Written request 1
Answer these questions from the text below about the native officers' views on flogging, one answer per line:
(a) How many native officers came over from Sagar to attend the court?
(b) Since the rattan was given up at drill, how long does it take to make young men fit to be seen in the ranks?
(c) What word do the officers use for the drill-sergeant who held the rattan?

-*-

The old Sardar Bahadur came again to visit me on the 1st of December,
with all the native officers who had come over from Sagar to attend
the court, seven in number. There were three very smart, sensible men
among them; one of whom had been a volunteer at the capture of
Java,[7] and the other[s] at that of the Isle of France.[8] They all
told me that they considered the abolition of corporal punishment a
great blessing to the native army. 'Some bad men who had already lost
their character, and consequently all hope of promotion, might be in
less dread than before; but they were very few, and their regiments
would soon get rid of them under the new law that gave the power of
dismissal to regimental courts martial.'

'But I find the European officers are almost all of opinion that the
abolition of flogging has been, or will be, attended with bad
consequences.'

'They, sir, apprehend that there will not be sufficient restraint
upon the loose characters of the regiment; but now that the sepoys
have got an increase of pay in proportion to length of service there
will be no danger of that. Where can they ever hope to get such
another service if they forfeit that of the Company? If the dread of
losing such a service is not sufficient to keep the bad in order,
that of being put to work upon the roads in irons will. The good can
always be kept in order by lighter punishments, when they have so
much at stake as the loss of such a service by frequent offences.
Some gentlemen think that a soldier does not feel disgraced by being
flogged, unless the offence for which he has been flogged is in
itself disgraceful. There is no soldier, sir, that does not feel
disgraced by being tied up to the halberts and flogged in the face of
all his comrades and the crowd that may choose to come and look at
him; the sepoys are all of the same respectable families as
ourselves, and they all enter the service in the hope of rising in
time to the same stations as ourselves, if they conduct themselves
well; their families look forward with the same hope. A man who has
been tied up and flogged knows the disgrace that it will bring upon
his family, and will sometimes rather die than return to it; indeed,
as head of a family he could not be received at home.[9] But men do
not feel disgraced in being flogged with a rattan at drill. While at
the drill they consider themselves, and are considered by us all, as
in the relation of scholars to their schoolmasters. Doing away with
the rattan at drill had a very bad effect. Young men were formerly,
with the judicious use of the rattan, made fit to join the regiment
at furthest in six months; but since the abolition of the rattan it
takes twelve months to make them fit to be seen in the ranks. There
was much virtue in the rattan, and it should never have been given
up. We have all been flogged with the rattan at the drill, and never
felt ourselves disgraced by it-we were _shagirds_ (scholars), and the
drill-sergeant, who had the rattan, was our _ustad_ (schoolmaster);
but when we left the drill, and took our station in the ranks as
sepoys, the case was altered, and we should have felt disgraced by a
flogging, whatever might have been the nature of the offence we
committed. The drill will never get on so well as it used to do,
unless the rattan be called into use again; but we apprehend no evil
from the abolition of corporal punishment afterwards. People are apt
to attribute to this abolition offences that have nothing to do with
it; and for which ample punishments are still provided. If a man
fires at his officer, people are apt to say it is because flogging
has been done away with; but a man who deliberately fires at his
officer is prepared to undergo worse punishment than flogging.[10]

'Do you not think that the increase of pay with length of service to
the sepoys will have a good effect in tending to give to regiments
more active and intelligent native officers? Old sepoys who are not
so will now have less cause to complain if passed over, will they
not?'

'If the sepoys thought that the increase of pay was given with this
view, they would rather not have it at all. To pass over men merely
because they happen to have grown old, we consider very cruel and
unjust. They all enter the service young, and go on doing their duty
till they become old, in the hope that they shall get promotion when
it comes to their turn. If they are disappointed, and young men, or
greater favourites with their European officers, are put over their
heads, they become heart-broken. We all feel for them, and are always
sorry to see an old soldier passed over, unless he has been guilty of
any manifest crime, or neglect of duty. He has always some relations
among the native officers who know his family, for we all try to get
our relations into the same regiment with ourselves when they are
eligible. They know what that family will suffer when they learn that
he has no longer any hopes of rising in the service, and has become
miserable. Supersessions create distress and bad feelings throughout
a regiment, even when the best men are promoted, which cannot always
be the case; for the greatest favourites are not always the best men.

-*-

Written request 2
Pick out every line of the records below that contains the string "glove". Case counts.

-*-

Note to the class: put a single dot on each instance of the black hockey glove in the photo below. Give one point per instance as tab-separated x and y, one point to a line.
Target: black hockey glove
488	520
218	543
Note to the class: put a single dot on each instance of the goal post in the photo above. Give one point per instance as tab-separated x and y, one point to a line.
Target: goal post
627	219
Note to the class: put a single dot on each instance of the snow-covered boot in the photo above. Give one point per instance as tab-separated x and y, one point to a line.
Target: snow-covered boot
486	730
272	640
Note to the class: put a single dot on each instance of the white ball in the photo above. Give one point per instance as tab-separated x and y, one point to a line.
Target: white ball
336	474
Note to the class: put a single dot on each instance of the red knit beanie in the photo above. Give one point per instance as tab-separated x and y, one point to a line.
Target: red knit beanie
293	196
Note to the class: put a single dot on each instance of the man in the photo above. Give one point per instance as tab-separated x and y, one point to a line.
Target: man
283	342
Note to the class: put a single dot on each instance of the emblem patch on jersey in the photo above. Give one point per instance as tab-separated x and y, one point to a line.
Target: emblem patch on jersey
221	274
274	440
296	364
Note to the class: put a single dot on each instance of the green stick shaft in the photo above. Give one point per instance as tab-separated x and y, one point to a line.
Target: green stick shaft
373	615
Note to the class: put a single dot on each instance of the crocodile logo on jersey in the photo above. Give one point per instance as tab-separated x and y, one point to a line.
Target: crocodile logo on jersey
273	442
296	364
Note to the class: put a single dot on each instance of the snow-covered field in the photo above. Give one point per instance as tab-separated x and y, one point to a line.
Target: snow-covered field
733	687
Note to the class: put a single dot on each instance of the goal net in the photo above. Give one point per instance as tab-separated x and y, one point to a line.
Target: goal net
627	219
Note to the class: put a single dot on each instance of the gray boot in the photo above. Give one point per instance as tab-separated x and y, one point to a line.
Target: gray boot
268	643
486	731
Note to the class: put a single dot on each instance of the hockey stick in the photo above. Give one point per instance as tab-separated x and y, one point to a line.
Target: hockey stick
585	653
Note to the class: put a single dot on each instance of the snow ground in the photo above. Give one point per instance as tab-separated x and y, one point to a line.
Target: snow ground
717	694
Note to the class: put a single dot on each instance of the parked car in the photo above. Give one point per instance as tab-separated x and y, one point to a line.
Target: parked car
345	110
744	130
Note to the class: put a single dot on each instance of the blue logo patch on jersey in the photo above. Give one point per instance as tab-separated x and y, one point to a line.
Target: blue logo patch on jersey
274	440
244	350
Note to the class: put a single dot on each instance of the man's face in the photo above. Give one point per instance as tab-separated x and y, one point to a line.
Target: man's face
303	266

-*-

Task result 1
(a) Seven.
(b) Twelve months.
(c) _Ustad_ (schoolmaster).

Task result 2
Note to the class: put a single dot on each instance of the black hockey glove in the photo below. Give one point per instance as tab-separated x and y, one point to a line.
Target: black hockey glove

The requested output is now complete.